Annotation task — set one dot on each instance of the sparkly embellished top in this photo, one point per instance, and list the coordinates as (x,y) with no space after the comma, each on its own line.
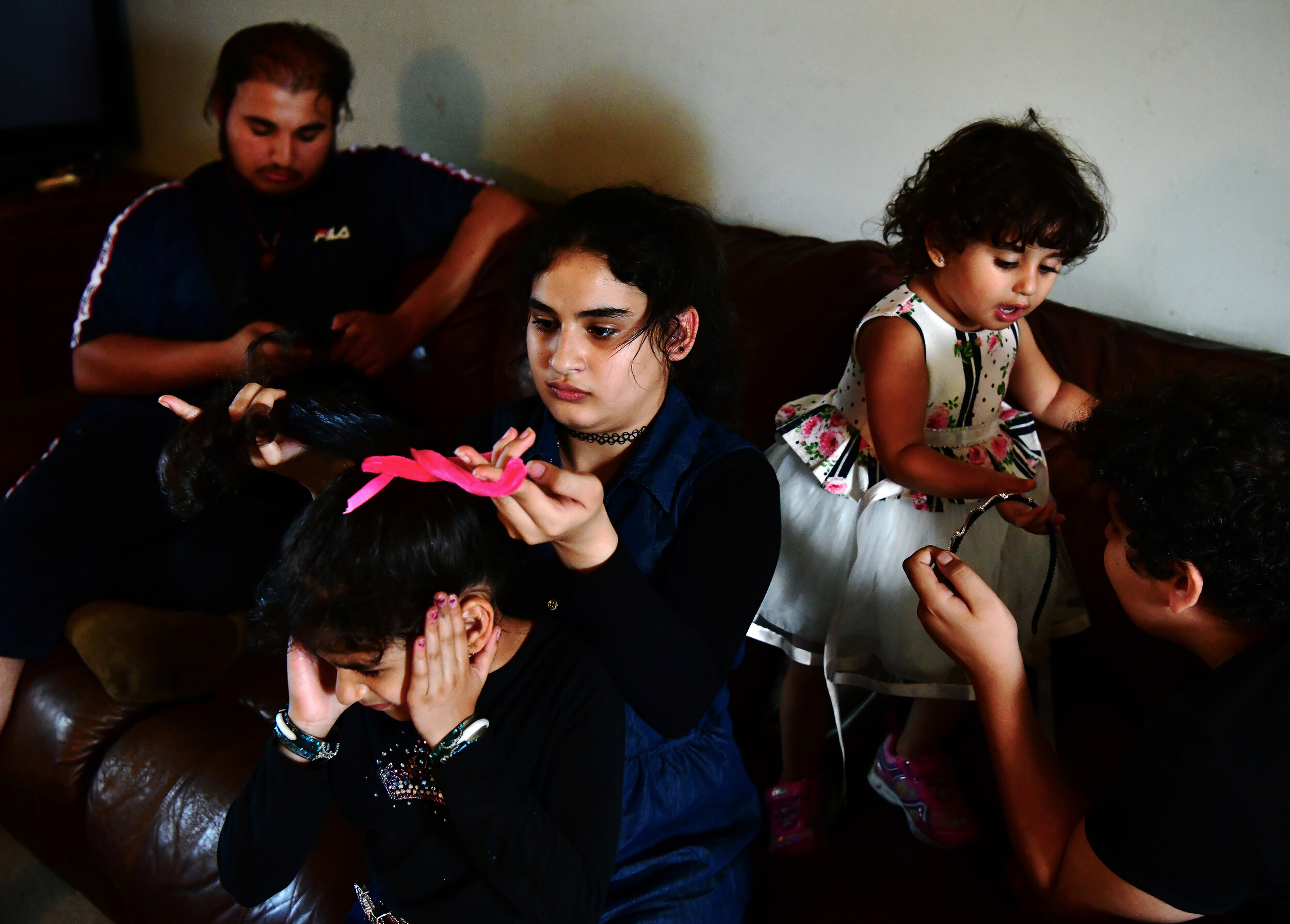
(523,825)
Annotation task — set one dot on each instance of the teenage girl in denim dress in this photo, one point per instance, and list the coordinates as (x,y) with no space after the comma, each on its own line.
(652,528)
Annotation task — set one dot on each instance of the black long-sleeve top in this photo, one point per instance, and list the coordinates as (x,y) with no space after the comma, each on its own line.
(697,513)
(530,816)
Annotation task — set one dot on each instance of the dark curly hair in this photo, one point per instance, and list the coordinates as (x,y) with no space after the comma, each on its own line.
(358,582)
(1008,182)
(326,408)
(1200,467)
(669,250)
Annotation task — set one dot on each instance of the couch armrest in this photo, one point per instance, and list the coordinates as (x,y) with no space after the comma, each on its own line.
(29,425)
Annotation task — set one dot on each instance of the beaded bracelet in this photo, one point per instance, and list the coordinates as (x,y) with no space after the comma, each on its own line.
(977,513)
(458,740)
(301,742)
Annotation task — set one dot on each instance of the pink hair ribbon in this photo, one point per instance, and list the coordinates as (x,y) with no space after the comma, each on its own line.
(426,465)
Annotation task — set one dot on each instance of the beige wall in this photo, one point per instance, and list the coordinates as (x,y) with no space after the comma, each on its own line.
(803,115)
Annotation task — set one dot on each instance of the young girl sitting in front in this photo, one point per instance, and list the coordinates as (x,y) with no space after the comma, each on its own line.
(480,754)
(919,426)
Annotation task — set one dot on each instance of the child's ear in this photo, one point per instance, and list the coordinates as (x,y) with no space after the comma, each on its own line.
(685,331)
(480,619)
(936,250)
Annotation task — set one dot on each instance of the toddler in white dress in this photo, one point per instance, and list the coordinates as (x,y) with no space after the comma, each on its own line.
(917,429)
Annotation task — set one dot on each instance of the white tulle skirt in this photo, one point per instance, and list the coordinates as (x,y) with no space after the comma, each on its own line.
(840,598)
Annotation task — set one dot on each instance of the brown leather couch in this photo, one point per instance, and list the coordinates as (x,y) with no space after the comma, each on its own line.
(125,802)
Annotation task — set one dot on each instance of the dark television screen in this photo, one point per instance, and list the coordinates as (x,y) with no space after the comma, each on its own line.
(48,63)
(66,93)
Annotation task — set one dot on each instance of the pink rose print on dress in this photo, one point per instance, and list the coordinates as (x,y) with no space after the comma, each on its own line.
(938,418)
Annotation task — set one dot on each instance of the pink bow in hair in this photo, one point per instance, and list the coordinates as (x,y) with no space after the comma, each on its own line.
(426,465)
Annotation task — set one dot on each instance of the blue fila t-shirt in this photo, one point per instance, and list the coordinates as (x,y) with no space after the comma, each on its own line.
(342,245)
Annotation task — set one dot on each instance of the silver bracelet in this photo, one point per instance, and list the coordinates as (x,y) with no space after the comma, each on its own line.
(301,742)
(458,740)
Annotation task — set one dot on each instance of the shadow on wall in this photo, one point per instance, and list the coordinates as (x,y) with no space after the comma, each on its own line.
(172,78)
(1204,252)
(607,127)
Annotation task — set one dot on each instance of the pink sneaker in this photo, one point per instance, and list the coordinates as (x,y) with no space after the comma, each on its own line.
(925,789)
(791,807)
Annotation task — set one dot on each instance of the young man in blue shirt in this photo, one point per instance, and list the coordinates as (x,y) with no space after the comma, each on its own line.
(1198,553)
(284,233)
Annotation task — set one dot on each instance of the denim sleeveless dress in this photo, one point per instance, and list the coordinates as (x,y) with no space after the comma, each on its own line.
(689,808)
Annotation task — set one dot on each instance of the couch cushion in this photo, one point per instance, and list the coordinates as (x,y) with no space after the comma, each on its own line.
(143,655)
(61,724)
(796,304)
(158,804)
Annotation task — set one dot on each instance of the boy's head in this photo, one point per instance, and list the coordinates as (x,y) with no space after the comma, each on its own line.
(354,589)
(1005,184)
(1199,479)
(279,93)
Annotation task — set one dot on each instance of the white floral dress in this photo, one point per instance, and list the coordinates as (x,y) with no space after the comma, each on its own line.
(839,595)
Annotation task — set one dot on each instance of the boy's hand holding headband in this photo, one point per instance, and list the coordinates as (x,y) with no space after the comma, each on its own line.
(426,465)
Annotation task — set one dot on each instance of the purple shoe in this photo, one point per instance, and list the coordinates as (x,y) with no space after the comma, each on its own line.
(793,809)
(925,789)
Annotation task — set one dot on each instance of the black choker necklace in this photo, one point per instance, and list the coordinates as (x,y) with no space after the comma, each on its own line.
(607,439)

———

**Goal of the exercise**
Restate each line of the material word for word, skipping any picture.

**Result below**
Annotation task — set one dot on each instance of the sparkly embellished top in this photo, one point per instance, and list the coordinates as (x,y) with no space after the comma, each on its own line.
(523,825)
Annotation task — set one dot on each instance of the teenage girl in denim dress in this photo, one point per instance, and list the coordinates as (x,y) with no space after the comma, each on its own line.
(652,528)
Annotation task — set one dot on each instance of the black long-sleeve top in this photo, one point per instance, and list the coordinates as (x,y) with no space after the comma, each on its own line.
(697,513)
(530,816)
Annotation task — set one dot on each instance of the dark curly hair in this photo, one point per instance, and list the coordinates as (x,y) with no space after the comma, each on its own line.
(358,582)
(1008,182)
(326,408)
(1200,467)
(669,250)
Annotation task — set one dot on each instance of the couch armrest in this photo, one point per instance, and list the coordinates as (x,y) with no space after the comma, each on its own line.
(29,425)
Annotation task — set one dot on each instance of the beaded bracelet in this photo, one point per instance, and list the coordinates as (x,y) with no space after the comma, each on its own line.
(977,513)
(458,740)
(301,742)
Annotation task — set one dot on each instance of the pink hair ribbon in this photo, one point per instance, and list the coordinates as (x,y) with no space after the comma, each on its own line.
(426,465)
Annotation task — set one dot on each instance of the beige wall in this photo, one point per instance, and list the coordinates as (x,y) with no space after the comma, each on its own line.
(803,115)
Annotation task — set one dot on each instance of the young girl sitting in front in this photo, one point per instance, and list the coordinates as (x,y) with no space after the comma, each on its own line.
(480,754)
(919,426)
Annotation task — set one dot on each instance of the child's ear in this photo, one point per instance, and list the coordinates as (x,y) with no space after the comma, each on its own line.
(685,331)
(480,619)
(936,250)
Annotation task — set one dot on each instance of the toddler in white dress in this photo, one point per instance, and list the coordinates as (x,y) with no space after the comma, each on its own line.
(917,429)
Annotation task — set one dot on each instance of the white tulle skirt in this photo, one point per instance, and list the coordinates as (x,y) with no space after the comma, each on its own line.
(840,598)
Annotation task — set one dot on each instance of the brown leather couch in this photo, one point per instance, and list the coordinates as (x,y) with no space after the comma, each on its own line.
(125,802)
Annotation task — set one dot on each instance of the dark television screen in this photo, one point per instance, and list the coordinates as (x,y) with no space after the comma, each on its own line.
(48,63)
(66,93)
Annotation task — set one dot on each instance of the pink rose print on dress in this photo, one point per instance, and list the coordinates as (x,y) with no space after the comma, each on its own line.
(938,418)
Annotation task — set one dot on each instance of the pink bow in hair in this photo, one point per instance, and list the coordinates as (x,y) with no space after the comma, each on its own line.
(426,465)
Annotation task — set one dot on each instance of the blue fila t-shirt in this photo, one point per instance, and list the coordinates as (x,y) with no space after the comma, each on its own line.
(342,245)
Annotation task — set one dot on each instance of the silver bracelet in this photo, one point per instance, and list the coordinates as (x,y) with no space after the comma, each on its own line.
(301,742)
(458,740)
Annotation task — set one dot on each instance of the shadow on wall in this photo, one point per instance, and list the coordinates as (x,y) with no space after the comma, each on its own line.
(172,78)
(1204,252)
(607,127)
Annotation task — set one dot on each instance of the pink sneaker in this photo, one point per instance, and list the coordinates as (x,y) with no space after the comma, each on its own line.
(925,789)
(791,807)
Annotation task — set one dot on each instance of the young man in blue shirt in this photo, one point per instance, and list the coordinates as (x,y) with no space after the comma, each on its own line.
(1198,553)
(284,233)
Annotation task — set one dot on each instance of the denim sleeveless dress in this photo, one point per instance, and list the coordinates as (x,y) with no space after the comma, each on its own line.
(689,808)
Annotation task — set one dot on each instance of the couch cushion in this photo, one point per instance, and list the coordinates as (x,y) with no space after the comma, each on its own line.
(143,655)
(61,724)
(796,304)
(158,804)
Annotation task — set one dot on each instance of the boy's head in this photo, one point per instance, and list the coordinates as (x,y) with no space after the comma, each on its own line.
(354,589)
(1005,184)
(1199,479)
(279,93)
Annotation task — set one dot on each instance of the white floral dress in this photo, one point per instance, and list the coordinates as (x,y) with no space after the comma, each on its own line.
(839,595)
Annotation task — set one dot on each instance of the boy's hand holding headband in this photo, one point per instance, and list the coordinates as (x,y) with no space after the comma, each on its own line.
(426,465)
Annotation task — set one dot on each instance of the purple shoe in this photo, one point per instance, and list the coordinates as (x,y) with no space after the comma, each on its own line.
(793,809)
(925,789)
Annotation task — set one dot on each instance of the black choker necklace in this photo, one point per instance, and list the coordinates as (x,y) with no space after the comma, each on its own line.
(607,439)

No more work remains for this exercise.